- **TASK DETAILS**:
What is needed is a faithful copy of all the records.

- **AVAILABLE DATA**:

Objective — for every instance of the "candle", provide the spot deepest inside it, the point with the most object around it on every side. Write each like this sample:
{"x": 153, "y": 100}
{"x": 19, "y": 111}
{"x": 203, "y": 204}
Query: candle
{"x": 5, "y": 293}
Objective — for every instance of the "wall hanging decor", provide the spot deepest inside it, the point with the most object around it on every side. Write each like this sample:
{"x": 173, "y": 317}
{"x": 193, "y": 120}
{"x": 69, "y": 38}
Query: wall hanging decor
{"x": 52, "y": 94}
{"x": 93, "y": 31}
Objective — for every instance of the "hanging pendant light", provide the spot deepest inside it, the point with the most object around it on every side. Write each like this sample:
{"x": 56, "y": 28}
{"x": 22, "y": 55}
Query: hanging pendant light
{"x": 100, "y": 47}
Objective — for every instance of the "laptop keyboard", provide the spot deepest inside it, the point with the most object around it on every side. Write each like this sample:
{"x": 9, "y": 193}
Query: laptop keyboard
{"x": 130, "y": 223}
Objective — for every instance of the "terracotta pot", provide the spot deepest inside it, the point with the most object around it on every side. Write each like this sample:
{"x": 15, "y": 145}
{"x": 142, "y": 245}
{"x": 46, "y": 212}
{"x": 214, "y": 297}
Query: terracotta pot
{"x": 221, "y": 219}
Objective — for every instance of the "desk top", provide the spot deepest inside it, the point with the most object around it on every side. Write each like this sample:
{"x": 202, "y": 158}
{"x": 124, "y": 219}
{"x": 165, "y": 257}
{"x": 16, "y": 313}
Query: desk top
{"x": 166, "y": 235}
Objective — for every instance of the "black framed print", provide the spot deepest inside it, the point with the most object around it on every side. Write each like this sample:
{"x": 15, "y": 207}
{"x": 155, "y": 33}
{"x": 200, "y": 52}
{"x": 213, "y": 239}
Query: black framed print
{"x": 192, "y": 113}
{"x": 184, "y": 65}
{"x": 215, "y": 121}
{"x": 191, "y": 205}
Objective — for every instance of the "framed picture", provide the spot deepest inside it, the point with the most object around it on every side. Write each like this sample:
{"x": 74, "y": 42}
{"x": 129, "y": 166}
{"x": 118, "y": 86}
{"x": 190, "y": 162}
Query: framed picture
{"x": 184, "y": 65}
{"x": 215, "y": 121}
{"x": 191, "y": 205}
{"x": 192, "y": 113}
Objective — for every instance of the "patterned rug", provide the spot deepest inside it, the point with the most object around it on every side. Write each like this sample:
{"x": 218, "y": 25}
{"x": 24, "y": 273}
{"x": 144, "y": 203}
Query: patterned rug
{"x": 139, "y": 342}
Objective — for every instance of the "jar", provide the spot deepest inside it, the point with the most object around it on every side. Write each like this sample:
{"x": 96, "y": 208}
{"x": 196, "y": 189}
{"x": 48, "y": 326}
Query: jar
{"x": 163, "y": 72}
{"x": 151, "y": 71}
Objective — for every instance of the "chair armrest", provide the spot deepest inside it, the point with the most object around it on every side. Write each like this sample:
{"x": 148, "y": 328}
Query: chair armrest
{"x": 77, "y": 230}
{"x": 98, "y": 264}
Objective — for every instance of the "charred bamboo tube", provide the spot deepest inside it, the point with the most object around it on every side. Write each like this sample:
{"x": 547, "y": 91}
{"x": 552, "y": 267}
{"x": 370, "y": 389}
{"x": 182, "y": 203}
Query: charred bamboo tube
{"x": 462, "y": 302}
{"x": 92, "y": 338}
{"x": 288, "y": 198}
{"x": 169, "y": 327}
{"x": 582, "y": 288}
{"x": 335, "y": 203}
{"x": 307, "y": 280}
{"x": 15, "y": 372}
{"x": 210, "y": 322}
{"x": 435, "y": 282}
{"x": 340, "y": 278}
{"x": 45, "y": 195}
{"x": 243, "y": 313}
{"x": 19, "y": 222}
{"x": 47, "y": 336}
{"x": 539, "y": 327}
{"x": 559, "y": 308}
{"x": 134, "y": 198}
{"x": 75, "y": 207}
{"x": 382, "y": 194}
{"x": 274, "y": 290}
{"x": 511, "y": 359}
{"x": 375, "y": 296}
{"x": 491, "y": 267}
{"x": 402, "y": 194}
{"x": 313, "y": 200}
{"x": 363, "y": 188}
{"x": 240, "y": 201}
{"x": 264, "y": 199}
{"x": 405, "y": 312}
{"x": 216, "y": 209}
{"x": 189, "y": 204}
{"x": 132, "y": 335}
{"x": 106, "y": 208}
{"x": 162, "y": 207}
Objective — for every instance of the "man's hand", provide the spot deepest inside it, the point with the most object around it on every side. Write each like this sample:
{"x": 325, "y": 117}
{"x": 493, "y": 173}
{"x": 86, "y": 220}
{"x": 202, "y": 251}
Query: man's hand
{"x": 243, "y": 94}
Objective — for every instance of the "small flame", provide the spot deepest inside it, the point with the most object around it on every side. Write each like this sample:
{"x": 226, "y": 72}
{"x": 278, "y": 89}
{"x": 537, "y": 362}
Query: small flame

- **THE COMPLETED TASK**:
Objective — for every instance of the "candle", provide the spot deepest inside it, the point with the most object around it on every side. Write each like this sample:
{"x": 153, "y": 100}
{"x": 19, "y": 111}
{"x": 203, "y": 204}
Query: candle
{"x": 5, "y": 293}
Objective — for every instance of the "wall hanging decor", provide the spot deepest inside it, the point with the most object around it on every side. Write each like this sample:
{"x": 173, "y": 317}
{"x": 193, "y": 120}
{"x": 69, "y": 38}
Query: wall hanging decor
{"x": 52, "y": 94}
{"x": 93, "y": 31}
Objective — for every instance of the "hanging pendant light", provide the spot deepest inside it, the point with the most object around it on every side. Write each like this sample:
{"x": 56, "y": 28}
{"x": 22, "y": 55}
Query: hanging pendant light
{"x": 100, "y": 47}
Objective — for every instance of the "laptop keyboard", provide the spot deepest inside it, the point with the most object around it on every side. Write each like this sample:
{"x": 9, "y": 193}
Query: laptop keyboard
{"x": 130, "y": 223}
Objective — for every instance of the "terracotta pot", provide the spot deepest inside it, the point with the most object around it on every side. Write each like this sample:
{"x": 15, "y": 145}
{"x": 142, "y": 245}
{"x": 46, "y": 212}
{"x": 214, "y": 297}
Query: terracotta pot
{"x": 221, "y": 219}
Objective — for every instance of the "desk top", provide the spot deepest inside it, the point with the most object around it on every side. Write each like this sample:
{"x": 202, "y": 158}
{"x": 124, "y": 219}
{"x": 165, "y": 257}
{"x": 16, "y": 313}
Query: desk top
{"x": 166, "y": 235}
Objective — for every instance of the "black framed print", provide the spot deepest inside it, the point with the most object around it on every side. Write each like this sample:
{"x": 15, "y": 207}
{"x": 155, "y": 33}
{"x": 200, "y": 52}
{"x": 213, "y": 239}
Query: black framed print
{"x": 192, "y": 113}
{"x": 184, "y": 65}
{"x": 215, "y": 121}
{"x": 191, "y": 205}
Objective — for every instance of the "framed picture", provide the spot deepest inside it, the point with the most object around it on every side. Write each like this sample:
{"x": 74, "y": 42}
{"x": 129, "y": 166}
{"x": 118, "y": 86}
{"x": 190, "y": 162}
Query: framed picture
{"x": 184, "y": 65}
{"x": 215, "y": 121}
{"x": 191, "y": 205}
{"x": 192, "y": 113}
Objective — for every instance of the "patterned rug", provide the spot deepest inside it, the point with the most object around it on every side. Write each like this sample:
{"x": 218, "y": 25}
{"x": 24, "y": 273}
{"x": 144, "y": 203}
Query: patterned rug
{"x": 139, "y": 342}
Objective — for every instance of the "jar", provide the spot deepest inside it, the point with the most object around it on every side. Write each like this sample:
{"x": 96, "y": 208}
{"x": 196, "y": 189}
{"x": 48, "y": 326}
Query: jar
{"x": 163, "y": 72}
{"x": 151, "y": 71}
Objective — for every instance of the "chair armrest", provide the spot deepest inside it, the point with the most object around it on every side. Write each like this sample:
{"x": 148, "y": 328}
Query: chair armrest
{"x": 77, "y": 230}
{"x": 98, "y": 264}
Objective — for every instance of the "charred bamboo tube", provide the spot deepest inside it, the point with the most object around it on every side. Write each like this sample:
{"x": 547, "y": 91}
{"x": 552, "y": 267}
{"x": 370, "y": 389}
{"x": 182, "y": 203}
Query: charred bamboo tube
{"x": 462, "y": 302}
{"x": 92, "y": 338}
{"x": 288, "y": 198}
{"x": 169, "y": 327}
{"x": 582, "y": 288}
{"x": 335, "y": 203}
{"x": 307, "y": 280}
{"x": 15, "y": 372}
{"x": 210, "y": 322}
{"x": 435, "y": 282}
{"x": 340, "y": 278}
{"x": 45, "y": 195}
{"x": 243, "y": 313}
{"x": 19, "y": 222}
{"x": 47, "y": 336}
{"x": 539, "y": 327}
{"x": 559, "y": 308}
{"x": 134, "y": 198}
{"x": 75, "y": 207}
{"x": 382, "y": 194}
{"x": 274, "y": 290}
{"x": 511, "y": 359}
{"x": 375, "y": 296}
{"x": 491, "y": 267}
{"x": 402, "y": 194}
{"x": 313, "y": 200}
{"x": 363, "y": 188}
{"x": 240, "y": 201}
{"x": 264, "y": 199}
{"x": 405, "y": 312}
{"x": 216, "y": 209}
{"x": 189, "y": 204}
{"x": 132, "y": 335}
{"x": 106, "y": 208}
{"x": 162, "y": 207}
Objective — for every instance of the "man's hand", provide the spot deepest inside it, the point with the most object around it on every side. Write each like this sample:
{"x": 325, "y": 117}
{"x": 493, "y": 173}
{"x": 86, "y": 220}
{"x": 202, "y": 251}
Query: man's hand
{"x": 243, "y": 94}
Objective — for every instance of the "small flame", provide the spot deepest inside it, the point with the most object around it on every side. Write each like this sample:
{"x": 226, "y": 72}
{"x": 278, "y": 89}
{"x": 537, "y": 362}
Query: small flame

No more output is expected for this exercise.